### Short task
Print the listing below unchanged, starting at the line containing "The scan above contains the motorcycle front" and stopping after the line containing "[557,175,570,219]". Output only those lines.

### Given entries
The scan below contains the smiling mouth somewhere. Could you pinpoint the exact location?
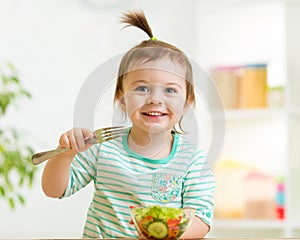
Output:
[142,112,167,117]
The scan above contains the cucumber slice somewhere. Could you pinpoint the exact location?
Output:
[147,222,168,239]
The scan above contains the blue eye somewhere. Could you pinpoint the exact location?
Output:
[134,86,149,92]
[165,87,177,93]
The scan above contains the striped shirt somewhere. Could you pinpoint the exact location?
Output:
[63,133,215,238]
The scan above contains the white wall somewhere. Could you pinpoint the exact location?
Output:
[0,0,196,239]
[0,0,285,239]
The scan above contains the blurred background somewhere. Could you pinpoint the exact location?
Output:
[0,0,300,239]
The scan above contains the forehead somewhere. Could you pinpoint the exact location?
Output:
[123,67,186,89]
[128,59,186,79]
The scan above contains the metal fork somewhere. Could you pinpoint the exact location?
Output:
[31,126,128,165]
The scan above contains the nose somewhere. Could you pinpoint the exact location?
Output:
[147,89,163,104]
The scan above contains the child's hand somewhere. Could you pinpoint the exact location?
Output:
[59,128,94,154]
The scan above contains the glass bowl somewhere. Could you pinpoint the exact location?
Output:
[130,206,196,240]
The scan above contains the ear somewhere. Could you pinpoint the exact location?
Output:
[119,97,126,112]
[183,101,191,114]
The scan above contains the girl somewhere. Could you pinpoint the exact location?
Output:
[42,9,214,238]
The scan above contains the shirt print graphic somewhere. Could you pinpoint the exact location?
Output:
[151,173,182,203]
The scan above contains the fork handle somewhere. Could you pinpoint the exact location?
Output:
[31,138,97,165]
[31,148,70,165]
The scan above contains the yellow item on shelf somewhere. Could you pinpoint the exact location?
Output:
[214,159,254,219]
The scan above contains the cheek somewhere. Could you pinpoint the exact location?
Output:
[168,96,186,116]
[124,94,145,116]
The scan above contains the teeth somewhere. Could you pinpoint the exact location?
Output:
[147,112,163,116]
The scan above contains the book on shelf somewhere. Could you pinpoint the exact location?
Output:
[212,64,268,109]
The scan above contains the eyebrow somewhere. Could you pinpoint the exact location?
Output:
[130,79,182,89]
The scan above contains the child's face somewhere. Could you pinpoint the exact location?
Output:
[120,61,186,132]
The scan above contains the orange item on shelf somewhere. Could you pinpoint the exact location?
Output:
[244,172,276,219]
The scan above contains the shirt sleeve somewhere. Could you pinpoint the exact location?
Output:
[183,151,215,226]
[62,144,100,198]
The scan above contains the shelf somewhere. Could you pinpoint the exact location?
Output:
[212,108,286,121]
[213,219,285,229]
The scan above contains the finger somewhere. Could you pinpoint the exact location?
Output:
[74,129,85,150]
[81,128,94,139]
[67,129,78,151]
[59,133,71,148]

==

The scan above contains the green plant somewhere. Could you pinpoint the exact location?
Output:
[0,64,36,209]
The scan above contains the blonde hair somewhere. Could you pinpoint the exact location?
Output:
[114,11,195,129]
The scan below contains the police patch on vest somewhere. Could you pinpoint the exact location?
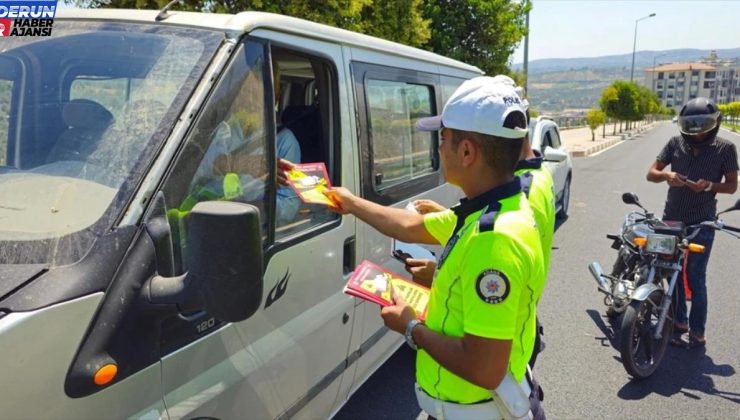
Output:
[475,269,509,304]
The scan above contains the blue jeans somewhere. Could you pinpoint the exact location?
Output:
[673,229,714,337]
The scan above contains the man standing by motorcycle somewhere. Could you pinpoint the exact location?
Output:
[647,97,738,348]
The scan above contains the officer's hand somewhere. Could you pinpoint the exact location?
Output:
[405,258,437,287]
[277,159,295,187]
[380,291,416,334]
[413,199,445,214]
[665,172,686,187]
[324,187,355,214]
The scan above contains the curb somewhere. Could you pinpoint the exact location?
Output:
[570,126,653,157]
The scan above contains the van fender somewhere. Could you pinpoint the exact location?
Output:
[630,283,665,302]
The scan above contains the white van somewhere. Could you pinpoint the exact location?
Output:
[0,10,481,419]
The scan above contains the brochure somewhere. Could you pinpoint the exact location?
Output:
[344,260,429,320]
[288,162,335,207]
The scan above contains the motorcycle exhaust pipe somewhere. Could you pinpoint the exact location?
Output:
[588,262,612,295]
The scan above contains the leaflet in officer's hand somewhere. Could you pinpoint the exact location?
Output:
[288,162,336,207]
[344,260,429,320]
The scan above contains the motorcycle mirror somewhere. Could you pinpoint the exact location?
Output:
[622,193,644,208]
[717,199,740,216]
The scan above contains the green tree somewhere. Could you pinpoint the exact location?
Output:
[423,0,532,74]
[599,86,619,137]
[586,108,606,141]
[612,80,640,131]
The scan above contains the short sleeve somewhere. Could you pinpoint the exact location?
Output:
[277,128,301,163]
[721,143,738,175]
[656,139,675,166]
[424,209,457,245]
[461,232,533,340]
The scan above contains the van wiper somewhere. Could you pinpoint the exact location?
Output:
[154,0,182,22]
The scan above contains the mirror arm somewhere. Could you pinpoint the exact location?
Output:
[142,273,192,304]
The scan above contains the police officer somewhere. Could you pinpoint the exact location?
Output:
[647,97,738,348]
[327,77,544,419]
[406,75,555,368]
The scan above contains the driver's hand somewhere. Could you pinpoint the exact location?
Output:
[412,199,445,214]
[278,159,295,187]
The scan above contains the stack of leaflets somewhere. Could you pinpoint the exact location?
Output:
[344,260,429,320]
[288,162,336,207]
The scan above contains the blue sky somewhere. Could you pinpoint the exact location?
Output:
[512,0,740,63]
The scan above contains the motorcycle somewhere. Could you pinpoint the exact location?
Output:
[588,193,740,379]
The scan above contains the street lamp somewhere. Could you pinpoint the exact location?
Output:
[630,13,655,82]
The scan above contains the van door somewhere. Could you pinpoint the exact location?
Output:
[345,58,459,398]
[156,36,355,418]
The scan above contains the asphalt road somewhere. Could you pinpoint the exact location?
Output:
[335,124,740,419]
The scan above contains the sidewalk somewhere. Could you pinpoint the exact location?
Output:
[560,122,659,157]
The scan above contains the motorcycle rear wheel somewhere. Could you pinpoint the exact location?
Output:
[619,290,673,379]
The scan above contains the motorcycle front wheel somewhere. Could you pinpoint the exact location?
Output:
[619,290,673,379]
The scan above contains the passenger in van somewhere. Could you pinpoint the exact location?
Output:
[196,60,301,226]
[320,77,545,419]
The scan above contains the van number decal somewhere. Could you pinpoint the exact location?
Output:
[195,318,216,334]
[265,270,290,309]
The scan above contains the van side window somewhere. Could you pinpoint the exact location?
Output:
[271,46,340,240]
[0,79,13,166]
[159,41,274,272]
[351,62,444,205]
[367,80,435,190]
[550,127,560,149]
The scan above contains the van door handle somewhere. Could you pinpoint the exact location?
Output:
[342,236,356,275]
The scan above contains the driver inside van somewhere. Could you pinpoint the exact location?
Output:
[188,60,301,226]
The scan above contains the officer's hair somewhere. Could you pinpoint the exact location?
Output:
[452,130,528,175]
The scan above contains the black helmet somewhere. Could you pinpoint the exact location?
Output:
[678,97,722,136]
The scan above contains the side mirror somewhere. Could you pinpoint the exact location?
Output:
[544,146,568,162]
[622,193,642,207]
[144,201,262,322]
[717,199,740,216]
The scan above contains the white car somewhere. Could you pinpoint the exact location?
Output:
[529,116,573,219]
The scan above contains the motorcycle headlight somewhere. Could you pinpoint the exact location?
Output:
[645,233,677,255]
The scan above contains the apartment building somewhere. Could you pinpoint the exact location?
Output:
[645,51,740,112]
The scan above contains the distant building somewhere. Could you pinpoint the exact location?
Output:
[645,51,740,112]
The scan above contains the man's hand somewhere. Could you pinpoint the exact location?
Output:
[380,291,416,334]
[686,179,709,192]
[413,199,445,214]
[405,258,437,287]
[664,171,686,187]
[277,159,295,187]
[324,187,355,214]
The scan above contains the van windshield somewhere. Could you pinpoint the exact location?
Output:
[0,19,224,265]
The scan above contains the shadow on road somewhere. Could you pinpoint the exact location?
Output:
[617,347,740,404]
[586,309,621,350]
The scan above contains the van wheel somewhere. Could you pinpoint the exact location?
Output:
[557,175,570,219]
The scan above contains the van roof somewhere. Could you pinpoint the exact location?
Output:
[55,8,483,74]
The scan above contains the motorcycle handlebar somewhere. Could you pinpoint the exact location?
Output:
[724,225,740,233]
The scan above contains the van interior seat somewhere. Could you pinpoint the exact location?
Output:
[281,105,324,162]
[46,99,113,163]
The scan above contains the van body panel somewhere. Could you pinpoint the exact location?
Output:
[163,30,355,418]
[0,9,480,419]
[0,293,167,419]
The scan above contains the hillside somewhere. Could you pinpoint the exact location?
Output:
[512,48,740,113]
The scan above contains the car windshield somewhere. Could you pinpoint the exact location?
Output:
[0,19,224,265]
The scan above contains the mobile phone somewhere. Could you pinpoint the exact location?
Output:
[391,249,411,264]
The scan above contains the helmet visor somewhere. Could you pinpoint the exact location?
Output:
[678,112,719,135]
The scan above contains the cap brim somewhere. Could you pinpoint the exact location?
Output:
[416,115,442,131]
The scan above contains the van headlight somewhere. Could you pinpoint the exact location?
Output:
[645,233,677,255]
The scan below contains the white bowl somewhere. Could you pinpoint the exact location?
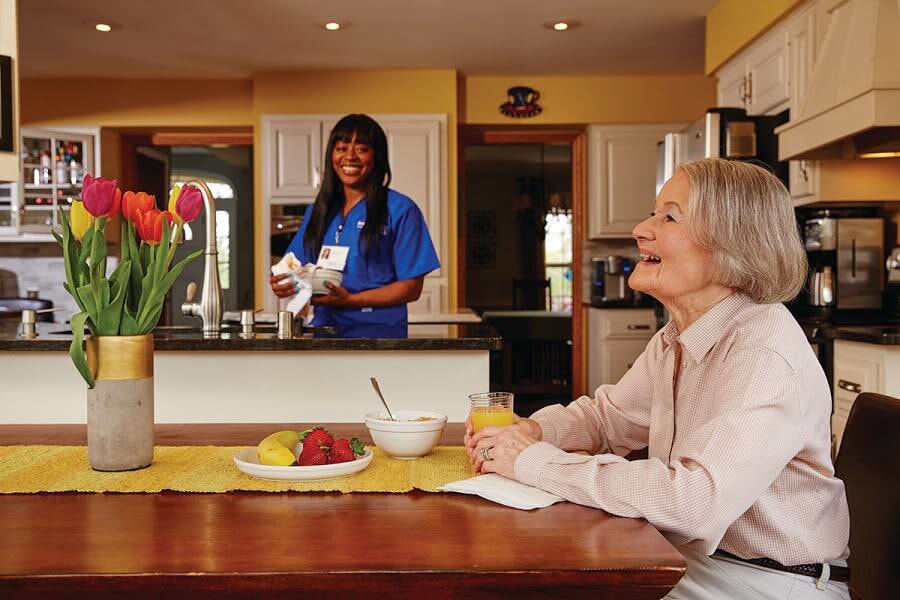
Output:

### Final result
The scan above contains the motorcycle front wheel somewhere. Could you pinpoint the exact location?
Output:
[619,290,673,379]
The scan above contains the passenger in van somewhere. Could you pinpoint the exact location?
Output:
[196,60,301,226]
[320,77,545,419]
The scan above contains the van number decal somewhere. Could you pinpoint the exact location?
Output:
[195,318,216,334]
[265,270,290,309]
The scan above contains the van side window somewhere. Could you pinpoint the exact location?
Output:
[271,46,340,240]
[0,79,13,166]
[159,41,274,272]
[351,62,444,205]
[367,80,435,190]
[550,127,560,149]
The scan above contains the van door handle somewhere. Could you pinpoint the exact location?
Output:
[342,236,356,275]
The scan above contains the driver inside van somewhere. Could you pinpoint the exact location?
Output:
[188,60,301,226]
The scan above contains the officer's hair somewhere. Could you pinpoint the exact location?
Output:
[452,130,528,175]
The scan above contains the black helmet somewhere. Could you pinpoint the exact location?
Output:
[678,97,722,136]
The scan above contains the side mirror somewhere. Could you pinpoint the exact location?
Output:
[544,146,568,162]
[622,193,642,207]
[144,201,262,322]
[717,199,740,216]
The scan above contains the white car somewhere. Could you pinpoint the exact location?
Output:
[529,116,573,219]
The scan above contains the motorcycle headlight somewhere. Could you pinpoint the exact location?
Output:
[645,233,677,255]
The scan above contains the apartment building somewhere. Could you pinpoint the exact location?
Output:
[645,51,740,112]
The scan above contains the distant building somewhere. Could you pinpoint the exact location?
Output:
[645,51,740,112]
The scan above contains the man's hand somewhere. Could you pinpoint the exact location?
Output:
[380,291,416,334]
[686,179,709,192]
[413,199,445,214]
[405,258,437,287]
[664,171,686,187]
[277,159,295,187]
[324,187,355,214]
The scan above contains the van windshield somewhere. Could you pinpoint the exact location?
Output:
[0,19,224,265]
The scan above contains the shadow on road somewhere. Could you pinpoint the exact location?
Output:
[617,347,740,404]
[586,309,621,350]
The scan above contains the van wheel somewhere. Could you pinpoint the exact location?
Output:
[557,175,570,219]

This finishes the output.